* _About this task_:
Pick up the article on exposome research below after its last sentence, and write the next few paragraphs in the same style.

* _Reading text_:
::::

The exposome, the totality of a person’s exposures and their biological effects, is an increasingly popular research subject. In recent years, researchers have made significant advances in devising ways to measure those exposures and determine how they relate to the risk of developing a disease or certain health outcomes.

Andrea Baccarelli, M.D., Ph.D., presented his work on the subject at the 2024 NIEHS Hans L. Falk Memorial Lecture. Baccarelli, the dean of the faculty at the Harvard T.H. Chan School of Public Health, discussed his efforts to identify the hallmarks of environmental exposures on human cells.

The Nov. 5 lecture was hosted by Alexandra White, Ph.D., NIEHS Environment and Cancer Epidemiology Group lead.

“His work transcends a lot of different research areas across NIEHS, from epidemiology to more basic lab science,” said White. “He's had such a large impact in public health, which is why I think his talk was so meaningful.”

Molecular fingerprints

Baccarelli and his team work to identify the effects of chemical exposures that can result in a variety of consequences to human health. His research has homed in on two biomarkers of environmental exposures. The first is epigenetic changes, modifications to DNA that affect the way genes function without changing the underlying sequence. The second is extracellular vesicles or exosomes, little packages that cells send out to communicate with each other.

He believes that studying epigenetics and exposomes could offer new insights into what a person was exposed to over time. They may also show how those exposures affect various tissues and lead to disease.

::::

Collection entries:

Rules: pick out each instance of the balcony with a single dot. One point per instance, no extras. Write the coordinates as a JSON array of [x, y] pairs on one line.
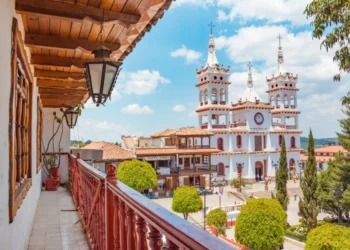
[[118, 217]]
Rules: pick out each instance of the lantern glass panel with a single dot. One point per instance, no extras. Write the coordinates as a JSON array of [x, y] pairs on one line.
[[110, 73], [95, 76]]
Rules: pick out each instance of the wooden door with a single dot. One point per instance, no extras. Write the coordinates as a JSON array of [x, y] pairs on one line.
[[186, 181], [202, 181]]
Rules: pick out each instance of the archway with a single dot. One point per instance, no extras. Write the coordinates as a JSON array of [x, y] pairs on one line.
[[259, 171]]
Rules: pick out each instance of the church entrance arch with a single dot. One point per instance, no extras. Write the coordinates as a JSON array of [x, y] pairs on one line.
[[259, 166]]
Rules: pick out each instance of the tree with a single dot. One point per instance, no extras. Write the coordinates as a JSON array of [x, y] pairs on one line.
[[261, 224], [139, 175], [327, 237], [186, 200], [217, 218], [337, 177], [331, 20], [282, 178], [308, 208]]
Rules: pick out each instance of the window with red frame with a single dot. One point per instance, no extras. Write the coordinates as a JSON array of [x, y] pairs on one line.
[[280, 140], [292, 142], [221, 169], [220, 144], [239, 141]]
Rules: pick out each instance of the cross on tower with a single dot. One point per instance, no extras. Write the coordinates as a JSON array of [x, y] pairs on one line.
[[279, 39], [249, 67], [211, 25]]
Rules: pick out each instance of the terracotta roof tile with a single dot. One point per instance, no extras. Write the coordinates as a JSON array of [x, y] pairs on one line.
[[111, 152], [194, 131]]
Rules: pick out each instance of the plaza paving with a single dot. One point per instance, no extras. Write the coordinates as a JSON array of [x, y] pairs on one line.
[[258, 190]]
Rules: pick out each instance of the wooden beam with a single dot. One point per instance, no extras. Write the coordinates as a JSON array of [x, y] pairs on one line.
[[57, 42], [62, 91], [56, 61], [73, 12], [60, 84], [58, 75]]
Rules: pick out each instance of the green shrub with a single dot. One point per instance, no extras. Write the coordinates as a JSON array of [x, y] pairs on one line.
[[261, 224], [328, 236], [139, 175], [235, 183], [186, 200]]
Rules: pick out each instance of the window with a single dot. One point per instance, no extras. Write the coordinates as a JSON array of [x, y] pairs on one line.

::::

* _Answer area_:
“In my research, we use molecular biology together with data science,” said Baccarelli. “We are lucky because environmental exposures leave many types of fingerprints on human cells.”

Epigenetic research

Epigenetic changes can occur via DNA methylation, whereby methyl groups are added to DNA segments. The process can control whether a gene is turned on or off and change its expression over time. As a result, DNA methylation sites can indicate a person's past environmental exposures. Researchers demonstrated the effectiveness of this approach when looking at DNA methylation in smokers.

In one study, Baccarelli and colleagues tested blood DNA samples from nearly 16,000 people. They found that smoking was associated with DNA methylation at more than 7,000 sites, or roughly 40% of a long-term smoker’s genes, compared to someone who had never smoked. In people who only smoked for a few months, more than half of the genes went back to nonsmoking levels. A few years later, almost all went back to nonsmoking levels, but a subset never went back.

“[Studying DNA methylation] creates ways to tell whether someone is a smoker or not, how much someone smoked, and even for how long,” Baccarelli said. “In principle, we can even tell if people quit, how long they quit.”

In the future, Baccarelli said, researchers may be able to assess health with methylation profiling, where a blood test could show how many genes are reacting to certain exposures, such as alcohol, metals, and unhealthy diet.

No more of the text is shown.